● Exercise:
An exact reproduction of the lines from the one with "of the street" to the end of the data below is required. No other lines may be included.

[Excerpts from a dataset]
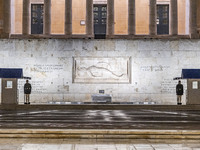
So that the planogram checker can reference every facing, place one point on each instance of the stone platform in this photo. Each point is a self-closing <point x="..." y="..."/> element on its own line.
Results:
<point x="101" y="121"/>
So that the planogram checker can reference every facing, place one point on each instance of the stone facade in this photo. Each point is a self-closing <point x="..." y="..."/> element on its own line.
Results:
<point x="50" y="63"/>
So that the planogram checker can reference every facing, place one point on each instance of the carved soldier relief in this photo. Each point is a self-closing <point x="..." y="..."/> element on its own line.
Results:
<point x="102" y="70"/>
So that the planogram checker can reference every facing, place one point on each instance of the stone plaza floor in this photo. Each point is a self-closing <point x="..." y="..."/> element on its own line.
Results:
<point x="138" y="118"/>
<point x="97" y="128"/>
<point x="87" y="144"/>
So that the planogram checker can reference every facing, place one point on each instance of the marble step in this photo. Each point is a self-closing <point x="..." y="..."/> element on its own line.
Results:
<point x="99" y="134"/>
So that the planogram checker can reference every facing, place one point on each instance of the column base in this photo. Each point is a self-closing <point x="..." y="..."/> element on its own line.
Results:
<point x="5" y="35"/>
<point x="195" y="36"/>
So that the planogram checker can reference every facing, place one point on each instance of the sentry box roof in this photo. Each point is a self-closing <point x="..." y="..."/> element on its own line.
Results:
<point x="12" y="73"/>
<point x="189" y="74"/>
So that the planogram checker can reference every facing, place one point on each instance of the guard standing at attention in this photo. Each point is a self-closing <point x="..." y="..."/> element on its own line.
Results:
<point x="27" y="92"/>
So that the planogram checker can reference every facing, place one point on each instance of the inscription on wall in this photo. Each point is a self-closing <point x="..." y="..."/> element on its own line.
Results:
<point x="101" y="70"/>
<point x="154" y="68"/>
<point x="47" y="68"/>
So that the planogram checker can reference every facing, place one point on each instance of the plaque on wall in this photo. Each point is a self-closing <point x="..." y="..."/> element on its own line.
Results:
<point x="102" y="70"/>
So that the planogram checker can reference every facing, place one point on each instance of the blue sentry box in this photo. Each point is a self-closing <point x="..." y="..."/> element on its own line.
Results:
<point x="190" y="73"/>
<point x="11" y="73"/>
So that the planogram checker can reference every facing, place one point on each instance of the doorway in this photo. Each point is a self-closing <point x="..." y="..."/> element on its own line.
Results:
<point x="162" y="19"/>
<point x="100" y="19"/>
<point x="37" y="13"/>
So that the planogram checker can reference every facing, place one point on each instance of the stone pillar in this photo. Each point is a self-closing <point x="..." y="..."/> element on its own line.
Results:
<point x="110" y="17"/>
<point x="174" y="17"/>
<point x="152" y="17"/>
<point x="89" y="18"/>
<point x="25" y="19"/>
<point x="68" y="17"/>
<point x="193" y="19"/>
<point x="131" y="17"/>
<point x="47" y="17"/>
<point x="6" y="18"/>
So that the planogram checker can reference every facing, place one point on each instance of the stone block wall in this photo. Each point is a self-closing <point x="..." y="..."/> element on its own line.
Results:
<point x="1" y="15"/>
<point x="73" y="70"/>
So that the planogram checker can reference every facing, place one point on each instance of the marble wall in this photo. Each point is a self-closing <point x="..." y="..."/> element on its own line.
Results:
<point x="149" y="67"/>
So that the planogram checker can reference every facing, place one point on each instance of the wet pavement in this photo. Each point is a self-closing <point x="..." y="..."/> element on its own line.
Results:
<point x="101" y="119"/>
<point x="108" y="144"/>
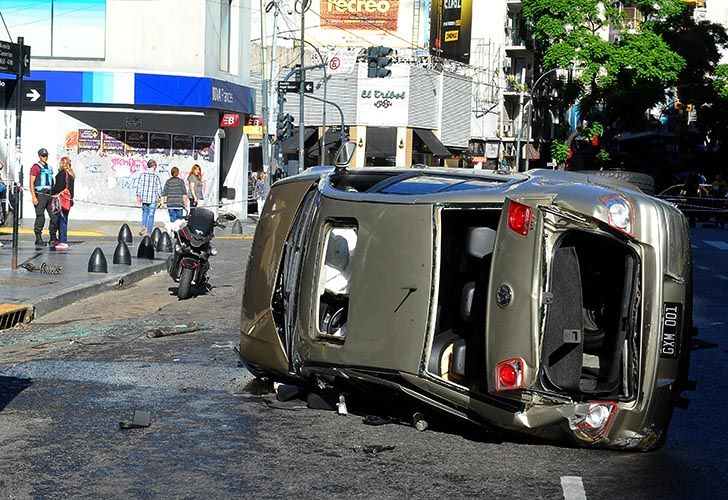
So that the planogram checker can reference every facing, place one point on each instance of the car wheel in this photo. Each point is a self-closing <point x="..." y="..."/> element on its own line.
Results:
<point x="644" y="182"/>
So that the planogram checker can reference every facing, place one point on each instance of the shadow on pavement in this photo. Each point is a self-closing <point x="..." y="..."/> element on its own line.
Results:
<point x="10" y="387"/>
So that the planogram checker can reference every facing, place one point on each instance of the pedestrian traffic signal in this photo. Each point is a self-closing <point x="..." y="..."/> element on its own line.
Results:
<point x="378" y="59"/>
<point x="284" y="127"/>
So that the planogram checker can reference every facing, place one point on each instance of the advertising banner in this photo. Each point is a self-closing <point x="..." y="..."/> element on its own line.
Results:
<point x="383" y="102"/>
<point x="113" y="141"/>
<point x="370" y="15"/>
<point x="89" y="139"/>
<point x="450" y="23"/>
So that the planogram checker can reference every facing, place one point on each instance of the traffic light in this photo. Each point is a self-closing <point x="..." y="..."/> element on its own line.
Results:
<point x="378" y="59"/>
<point x="284" y="127"/>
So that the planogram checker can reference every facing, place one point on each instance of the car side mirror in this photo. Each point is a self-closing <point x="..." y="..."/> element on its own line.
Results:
<point x="344" y="155"/>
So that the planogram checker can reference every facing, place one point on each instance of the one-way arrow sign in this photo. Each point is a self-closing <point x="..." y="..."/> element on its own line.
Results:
<point x="33" y="94"/>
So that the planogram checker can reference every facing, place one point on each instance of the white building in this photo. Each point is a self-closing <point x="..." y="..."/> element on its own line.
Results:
<point x="128" y="81"/>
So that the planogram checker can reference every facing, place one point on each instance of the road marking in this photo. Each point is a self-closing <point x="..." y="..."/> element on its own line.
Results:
<point x="71" y="232"/>
<point x="720" y="245"/>
<point x="573" y="488"/>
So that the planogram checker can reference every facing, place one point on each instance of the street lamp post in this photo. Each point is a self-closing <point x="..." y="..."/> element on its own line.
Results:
<point x="530" y="113"/>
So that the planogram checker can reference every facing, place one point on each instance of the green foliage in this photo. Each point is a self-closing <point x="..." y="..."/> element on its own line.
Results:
<point x="638" y="66"/>
<point x="603" y="157"/>
<point x="559" y="152"/>
<point x="720" y="81"/>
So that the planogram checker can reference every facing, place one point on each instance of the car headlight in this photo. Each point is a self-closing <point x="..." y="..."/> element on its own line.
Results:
<point x="620" y="214"/>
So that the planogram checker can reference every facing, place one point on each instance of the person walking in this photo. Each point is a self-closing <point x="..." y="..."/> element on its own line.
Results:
<point x="63" y="188"/>
<point x="149" y="190"/>
<point x="194" y="181"/>
<point x="261" y="190"/>
<point x="41" y="184"/>
<point x="174" y="195"/>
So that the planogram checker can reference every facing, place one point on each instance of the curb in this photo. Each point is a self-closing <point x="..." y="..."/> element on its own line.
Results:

● Completed task:
So that the planogram checker can reference every facing, place one point on each instance of the street lamp post in this photo. Each point is a self-closing <point x="..." y="..."/> element on its own line.
Results:
<point x="530" y="113"/>
So that the planogram checker can reference every facing, place one point on each instance of the green foliage in this photo. Each point is a self-closing <point x="..." y="..."/> element on its own line.
Results:
<point x="638" y="66"/>
<point x="603" y="157"/>
<point x="559" y="152"/>
<point x="720" y="81"/>
So that the planogram checker can reference every facing, place one point on each instance of the car headlight in this photo. Each point is a self-closing <point x="..." y="..."/> element on its own line.
Results:
<point x="620" y="214"/>
So that the planogram checker can reference every facing, place one point on each instance of the person walking in this photo. Each point is a self-closing <point x="..." y="..."/> element on its own line.
Results:
<point x="63" y="188"/>
<point x="149" y="190"/>
<point x="194" y="181"/>
<point x="261" y="190"/>
<point x="41" y="184"/>
<point x="174" y="195"/>
So that the planogram checker can reference every facing, place one point on each instance of the curb in this photo. Each point is a self-closing <point x="..." y="..."/> element on its own line.
Results:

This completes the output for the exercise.